§ **Action item**
Could you rewrite the Eyes Without a Face review starting at "Schlocktoberfest #30: Eyes" and ending at "her whole again.", with "mask" replaced by "veil"?
Top of Exercise text
Schlocktoberfest #30: Eyes Without a Face
This classic from 60’s France is quite different and merges the dreamy world of Cocteau’s Beauty and the Beast with the familiar mad scientist genre. Dr. Genessier’s daughter Christiane was grievously injured in a car accident; she lives upstairs, wearing a creepy blank mask where her face once was. Her face gone, and her mind is slowly following, as the toll of her isolation and injury weigh more heavily on her. The only contact she gets is with the dogs her father performs medical experiments on, as he tries to develop a face transplant to make her whole again.
We’re introduced to this sordid situation as a luxury motorcar pulls over by the river, and a woman in a fur coat walks out in the snow to dump a body. Hitchcock wishes he opened a movie like this; it really draws you in, especially as horror of the bizarre obsession of a father for his child sinks in. For he’s not merely experimenting on dogs, but kidnapping patients from his clinic and using their faces! Unfortunately, he just can’t get it right.
Bottom of Exercise text
Top of Dataset excerpts
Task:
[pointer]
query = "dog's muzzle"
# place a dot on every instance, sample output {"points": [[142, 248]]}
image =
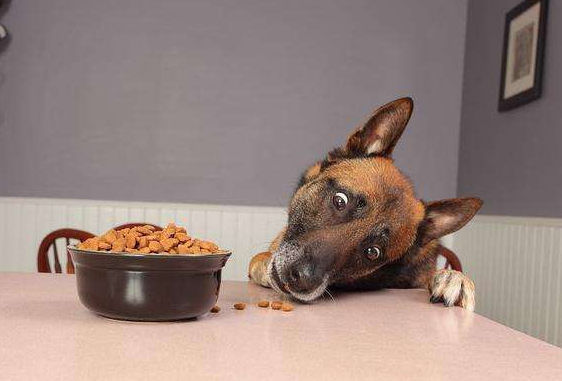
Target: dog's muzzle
{"points": [[292, 272]]}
Bottom of Dataset excerpts
§ **Answer section**
Schlocktoberfest #30: Eyes Without a Face
This classic from 60’s France is quite different and merges the dreamy world of Cocteau’s Beauty and the Beast with the familiar mad scientist genre. Dr. Genessier’s daughter Christiane was grievously injured in a car accident; she lives upstairs, wearing a creepy blank veil where her face once was. Her face gone, and her mind is slowly following, as the toll of her isolation and injury weigh more heavily on her. The only contact she gets is with the dogs her father performs medical experiments on, as he tries to develop a face transplant to make her whole again.